Document section:
"Love Is Holy" is the first single from Love Is, a 1992 album by English singer Kim Wilde. It was written by American songwriting duo Rick Nowels and Ellen Shipley. Wilde travelled to Los Angeles to do three live tracks with Nowels, and during her time there, he played her "Love Is Holy", and she took to it instantly. They recorded it the following day and released it as a single in April 1992. The single reached the top 20 in several countries.

A remix subtitled "Ambient Mix" is included on the 12-inch and CD single formats, and the B-side of the single is a song called "Birthday Song", written by Wilde and her brother about his new daughter, Scarlett.

Data shown:
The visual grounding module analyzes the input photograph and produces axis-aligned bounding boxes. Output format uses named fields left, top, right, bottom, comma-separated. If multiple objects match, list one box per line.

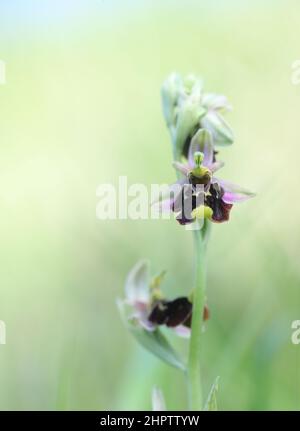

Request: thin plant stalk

Exercise set:
1. Answer these questions using the passage on the song "Love Is Holy":
(a) Which songwriting duo wrote the song?
(b) In what month and year was it released as a single?
(c) What song appears on the B-side of the single?
2. List every person the passage on "Love Is Holy" identifies by name.

Expected results:
1.
(a) Rick Nowels and Ellen Shipley
(b) April 1992
(c) "Birthday Song"

2. Kim Wilde, Rick Nowels, Ellen Shipley, Scarlett